===== Text segment
By Joanne Stainton
As we approach the twins 4th birthday I can’t help but be reminded of all of the terrifying events surrounding their birth-the emergency c-section, ventilator setting, back to back PDA ligations, numerous blood transfusion, etc. But one event will forever stand out for me, the night our sweet 1lb 9oz daughter had a small bowel perforation at 12 days old-this event changed our family’s lives forever.
Since Kate was so small at the time, her body wasn’t equipped to deal with the trauma at hand and a few weeks later developed a brain bleed. I’ll never forget the call from the Neonatologist telling me her head ultrasound showed a Grade 3+ bleed. That day I thought my world had ended. The future I had imagined for our sweet girl was gone. She would most likely never walk, talk, go to prom or graduate like everyone else’s kids would. Our family went into a period of mourning. How can you find a bright side with all of this grief? A few months later, while walking to another doctor appointment, out of nowhere, Kate smiled for the first time. I’ll never forget fumbling for my phone to take a picture while I was a crying mess on the sidewalk. It was the happiest day of my life. That day was a turning point for me. While she would never hit any prescribed milestone, the ones she would hit would mean more to me than anything else. I don’t mean to discredit her amazing brother, her twin William. They are both a gift from God that I would never take for granted. But to see this sweet girl who had been through so much, smile like everything was just right, affected me forever.
==========
===== Record set
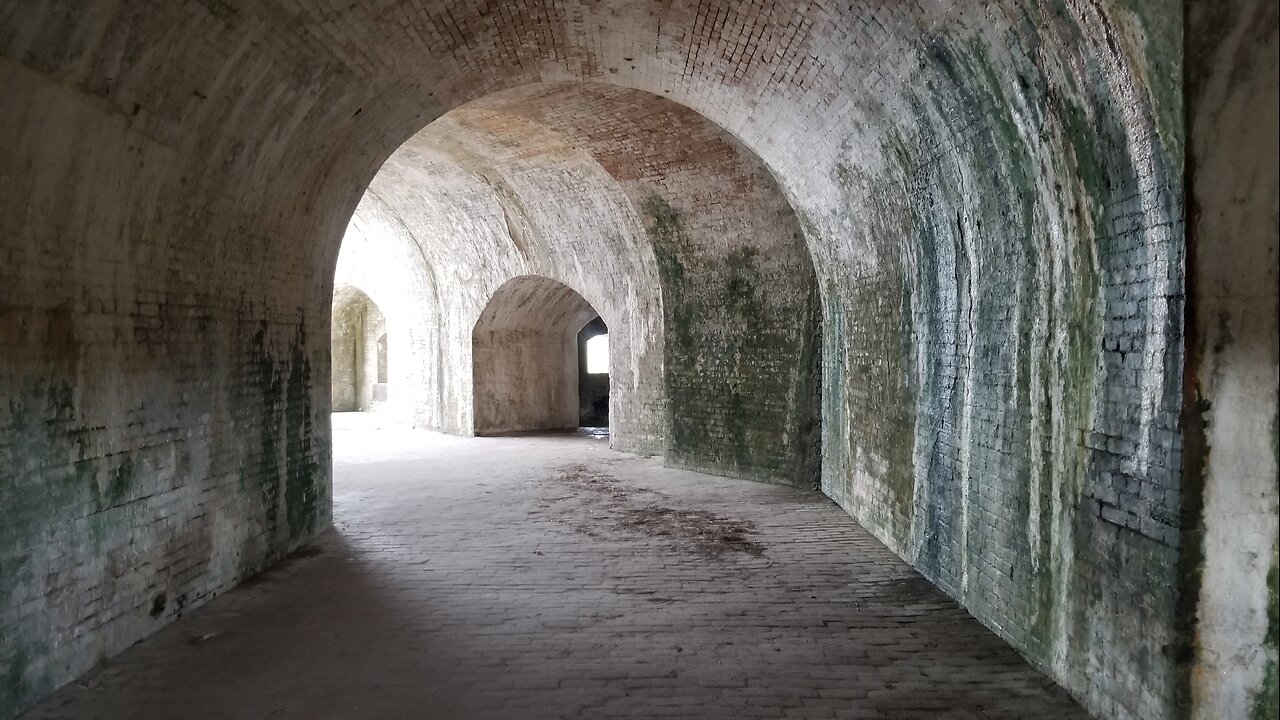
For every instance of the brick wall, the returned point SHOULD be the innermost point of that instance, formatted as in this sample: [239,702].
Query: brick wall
[991,197]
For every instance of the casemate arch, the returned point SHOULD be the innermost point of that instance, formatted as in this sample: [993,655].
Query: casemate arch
[1045,379]
[658,213]
[359,356]
[525,370]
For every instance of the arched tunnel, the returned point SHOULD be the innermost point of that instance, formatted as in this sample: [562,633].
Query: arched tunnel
[997,279]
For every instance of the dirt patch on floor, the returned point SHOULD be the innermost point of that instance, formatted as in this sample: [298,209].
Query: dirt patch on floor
[624,509]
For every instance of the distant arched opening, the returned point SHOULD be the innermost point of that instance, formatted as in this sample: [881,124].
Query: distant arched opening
[526,356]
[593,377]
[359,351]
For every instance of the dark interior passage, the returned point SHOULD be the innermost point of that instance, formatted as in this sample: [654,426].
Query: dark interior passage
[593,379]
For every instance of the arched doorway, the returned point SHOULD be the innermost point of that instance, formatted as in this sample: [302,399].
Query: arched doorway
[525,356]
[593,376]
[359,346]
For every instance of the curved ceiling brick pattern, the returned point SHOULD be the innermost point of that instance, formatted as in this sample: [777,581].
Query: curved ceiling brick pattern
[963,222]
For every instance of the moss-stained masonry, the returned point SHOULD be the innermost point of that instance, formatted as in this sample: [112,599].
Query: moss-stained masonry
[159,527]
[741,351]
[1004,405]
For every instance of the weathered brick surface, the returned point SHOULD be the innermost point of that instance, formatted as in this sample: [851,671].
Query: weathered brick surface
[599,586]
[991,197]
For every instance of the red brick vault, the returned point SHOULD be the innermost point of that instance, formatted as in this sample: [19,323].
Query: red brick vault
[1000,277]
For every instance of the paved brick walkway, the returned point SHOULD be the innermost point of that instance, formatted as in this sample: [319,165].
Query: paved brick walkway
[554,578]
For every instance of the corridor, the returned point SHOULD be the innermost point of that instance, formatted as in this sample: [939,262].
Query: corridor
[552,577]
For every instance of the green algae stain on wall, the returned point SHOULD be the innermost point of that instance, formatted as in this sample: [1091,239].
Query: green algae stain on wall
[735,342]
[1266,701]
[286,468]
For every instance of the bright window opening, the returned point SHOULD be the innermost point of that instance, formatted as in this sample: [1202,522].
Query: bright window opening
[598,355]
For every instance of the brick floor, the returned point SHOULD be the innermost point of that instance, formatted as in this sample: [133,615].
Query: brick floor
[551,577]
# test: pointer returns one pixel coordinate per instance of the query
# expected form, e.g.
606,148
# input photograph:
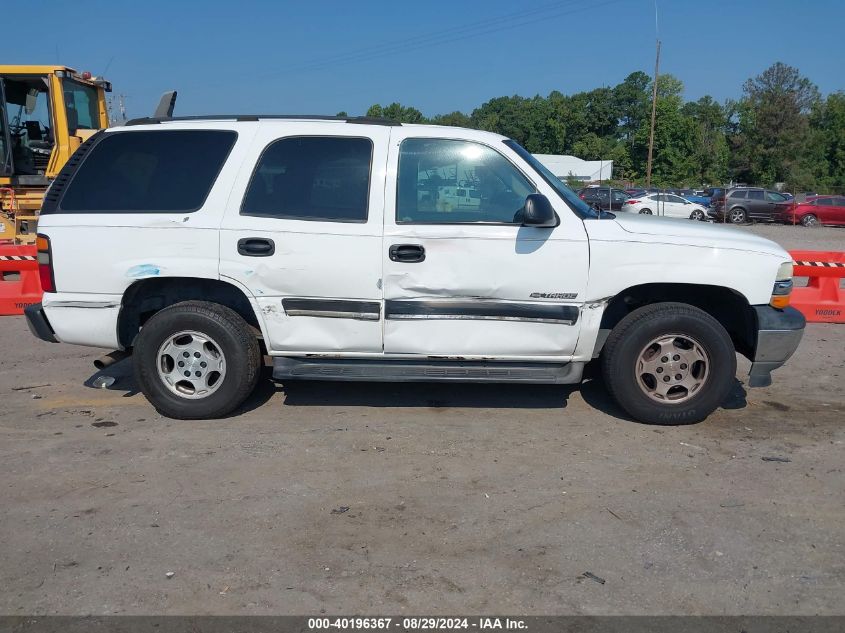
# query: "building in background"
586,171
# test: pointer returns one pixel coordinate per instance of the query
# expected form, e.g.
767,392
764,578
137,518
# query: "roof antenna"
166,105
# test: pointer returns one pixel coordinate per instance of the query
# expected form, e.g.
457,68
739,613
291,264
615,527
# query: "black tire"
632,335
738,215
228,330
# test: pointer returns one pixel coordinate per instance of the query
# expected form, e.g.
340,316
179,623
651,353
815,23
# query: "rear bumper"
38,324
778,334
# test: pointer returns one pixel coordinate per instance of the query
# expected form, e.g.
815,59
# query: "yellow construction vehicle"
46,112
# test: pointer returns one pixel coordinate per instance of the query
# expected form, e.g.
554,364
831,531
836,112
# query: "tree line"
781,130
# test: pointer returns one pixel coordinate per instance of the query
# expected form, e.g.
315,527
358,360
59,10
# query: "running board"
287,368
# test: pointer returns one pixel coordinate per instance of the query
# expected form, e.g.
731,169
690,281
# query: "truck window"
429,170
148,172
83,109
322,178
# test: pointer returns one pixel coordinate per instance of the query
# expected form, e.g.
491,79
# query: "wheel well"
146,297
728,307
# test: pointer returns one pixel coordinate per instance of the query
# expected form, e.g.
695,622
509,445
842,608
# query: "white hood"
657,230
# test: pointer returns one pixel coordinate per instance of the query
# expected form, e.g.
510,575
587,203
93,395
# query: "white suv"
359,249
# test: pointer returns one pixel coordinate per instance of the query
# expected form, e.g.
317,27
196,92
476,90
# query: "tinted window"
431,171
312,178
149,172
81,103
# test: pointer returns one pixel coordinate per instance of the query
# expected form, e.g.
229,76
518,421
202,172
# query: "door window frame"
396,220
267,147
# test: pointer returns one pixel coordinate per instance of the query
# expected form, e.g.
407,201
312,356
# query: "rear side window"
148,172
312,178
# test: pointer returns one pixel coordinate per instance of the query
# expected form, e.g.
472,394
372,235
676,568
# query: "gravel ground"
376,498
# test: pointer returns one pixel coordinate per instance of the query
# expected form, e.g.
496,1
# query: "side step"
287,368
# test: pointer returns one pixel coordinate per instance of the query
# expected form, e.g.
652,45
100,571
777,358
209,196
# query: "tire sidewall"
145,360
721,371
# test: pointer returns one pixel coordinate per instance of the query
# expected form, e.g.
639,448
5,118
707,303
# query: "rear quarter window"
168,171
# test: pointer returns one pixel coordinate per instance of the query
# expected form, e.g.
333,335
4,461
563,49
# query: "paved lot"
421,498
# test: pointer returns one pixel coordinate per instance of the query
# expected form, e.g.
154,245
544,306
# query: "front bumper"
778,334
38,323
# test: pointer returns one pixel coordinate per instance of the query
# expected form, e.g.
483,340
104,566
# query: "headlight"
783,286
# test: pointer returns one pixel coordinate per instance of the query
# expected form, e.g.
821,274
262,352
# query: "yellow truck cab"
46,112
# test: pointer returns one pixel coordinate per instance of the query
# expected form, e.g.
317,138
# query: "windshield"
570,197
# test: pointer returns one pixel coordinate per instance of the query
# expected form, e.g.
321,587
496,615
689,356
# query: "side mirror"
538,212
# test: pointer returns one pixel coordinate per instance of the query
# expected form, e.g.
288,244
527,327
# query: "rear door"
778,203
302,234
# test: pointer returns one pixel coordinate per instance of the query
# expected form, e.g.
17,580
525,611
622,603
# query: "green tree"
773,127
827,157
396,112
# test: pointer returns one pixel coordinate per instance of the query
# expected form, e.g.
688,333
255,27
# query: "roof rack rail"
256,117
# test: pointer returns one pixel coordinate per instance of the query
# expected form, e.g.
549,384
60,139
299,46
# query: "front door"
303,234
462,277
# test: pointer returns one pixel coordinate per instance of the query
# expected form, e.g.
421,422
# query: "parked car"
340,249
751,203
666,204
692,196
815,211
605,198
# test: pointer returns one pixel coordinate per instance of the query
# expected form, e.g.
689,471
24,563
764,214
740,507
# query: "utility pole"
653,115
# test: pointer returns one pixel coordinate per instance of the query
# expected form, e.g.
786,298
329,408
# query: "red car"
816,210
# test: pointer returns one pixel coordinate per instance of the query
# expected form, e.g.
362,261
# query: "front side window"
168,171
83,109
322,178
433,171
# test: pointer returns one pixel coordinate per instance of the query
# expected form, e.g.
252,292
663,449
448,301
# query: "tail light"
45,263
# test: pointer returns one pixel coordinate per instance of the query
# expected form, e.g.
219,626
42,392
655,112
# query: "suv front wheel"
669,363
196,360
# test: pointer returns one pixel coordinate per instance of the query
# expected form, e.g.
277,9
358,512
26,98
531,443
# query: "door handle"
407,253
256,247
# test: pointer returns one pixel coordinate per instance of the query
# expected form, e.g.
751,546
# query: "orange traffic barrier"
821,300
20,285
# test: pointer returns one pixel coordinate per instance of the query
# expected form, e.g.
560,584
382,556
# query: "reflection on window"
449,181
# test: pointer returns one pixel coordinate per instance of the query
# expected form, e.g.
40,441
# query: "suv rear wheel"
196,360
669,363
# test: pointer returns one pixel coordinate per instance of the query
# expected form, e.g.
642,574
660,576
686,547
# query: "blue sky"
437,55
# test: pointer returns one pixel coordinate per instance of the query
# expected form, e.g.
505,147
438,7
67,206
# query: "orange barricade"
822,300
20,285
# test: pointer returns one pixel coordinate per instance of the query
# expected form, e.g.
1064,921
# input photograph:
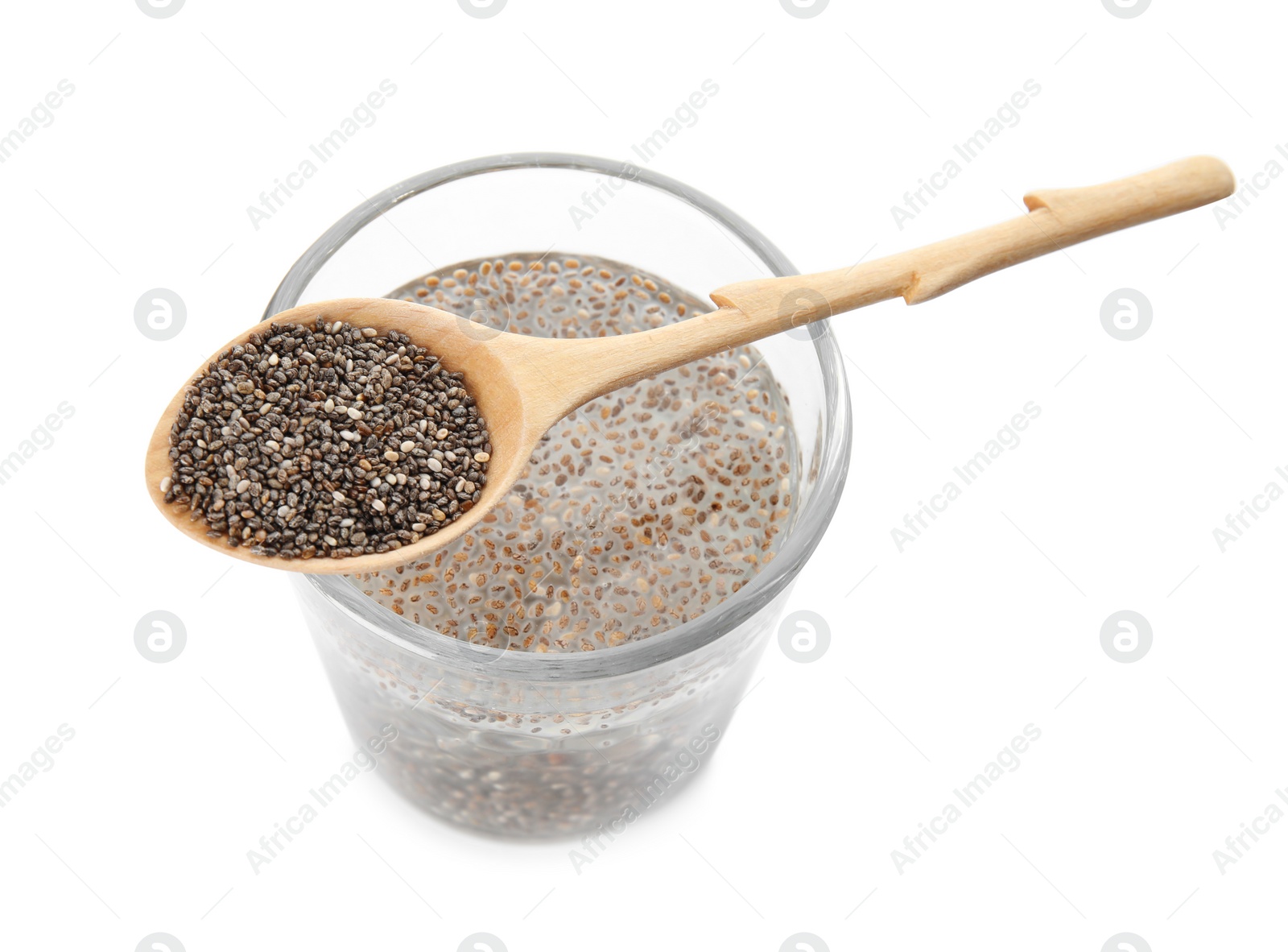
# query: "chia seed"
326,442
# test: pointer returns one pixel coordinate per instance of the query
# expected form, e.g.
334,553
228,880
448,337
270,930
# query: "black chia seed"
330,441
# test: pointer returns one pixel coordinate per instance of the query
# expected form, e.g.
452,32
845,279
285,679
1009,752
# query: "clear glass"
532,745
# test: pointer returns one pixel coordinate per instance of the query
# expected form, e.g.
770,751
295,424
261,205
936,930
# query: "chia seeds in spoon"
332,441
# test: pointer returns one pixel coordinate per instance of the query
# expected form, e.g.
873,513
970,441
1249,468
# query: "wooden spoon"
525,386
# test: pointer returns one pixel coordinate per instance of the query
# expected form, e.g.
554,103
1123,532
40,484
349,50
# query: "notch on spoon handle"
1056,218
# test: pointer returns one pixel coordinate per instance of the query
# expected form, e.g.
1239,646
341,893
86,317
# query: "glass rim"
802,540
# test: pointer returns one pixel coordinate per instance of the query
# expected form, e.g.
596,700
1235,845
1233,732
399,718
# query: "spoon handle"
753,309
1056,218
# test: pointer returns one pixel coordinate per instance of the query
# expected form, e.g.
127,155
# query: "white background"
983,625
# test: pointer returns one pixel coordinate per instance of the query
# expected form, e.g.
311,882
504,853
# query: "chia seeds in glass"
638,511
==========
*Work to complete*.
1. Reproduce the essay about Kate, everything from "By Joanne Stainton" down to "family’s lives forever.".
2. In the essay about Kate, how old was she when she had the small bowel perforation?
3. Continue the essay about Kate from the point where it stops.

*Answers*.
1.
By Joanne Stainton
As we approach the twins 4th birthday I can’t help but be reminded of all of the terrifying events surrounding their birth-the emergency c-section, ventilator setting, back to back PDA ligations, numerous blood transfusion, etc. But one event will forever stand out for me, the night our sweet 1lb 9oz daughter had a small bowel perforation at 12 days old-this event changed our family’s lives forever.

2. She was 12 days old.

3.
At 6 months Kate was diagnosed with Cerebral Palsy. We were told she may never talk or walk or accomplish anything close to that of others her age. But that smile made me realize that I don’t care. As long as my little girl is happy and healthy that’s enough for me. I don’t see her disability as an obstacle she can’t overcome, more a reality that is to be faced with love and compassion. There are definitely days when the endless therapies and doctor appointments get to me. But she is a blessing given to my husband and I that we are so thankful for. We never imagined that our pregnancy would result in an emergency c-section at 25 weeks or that our sweet girl would be disabled as a result. But, faced with reality we know we are a stronger family because of it. The love and welfare of our family supersedes anything else in our lives and makes us so appreciative of what we have. We have also learned that perfect means different things to different people. We see our little girl as perfect where others would be terrified to be in our shoes and that’s OK because in the beginning we were terrified too. So we hope. We hope she is always happy. We hope that she continues to progress. And, most importantly, we hope she keeps on smiling.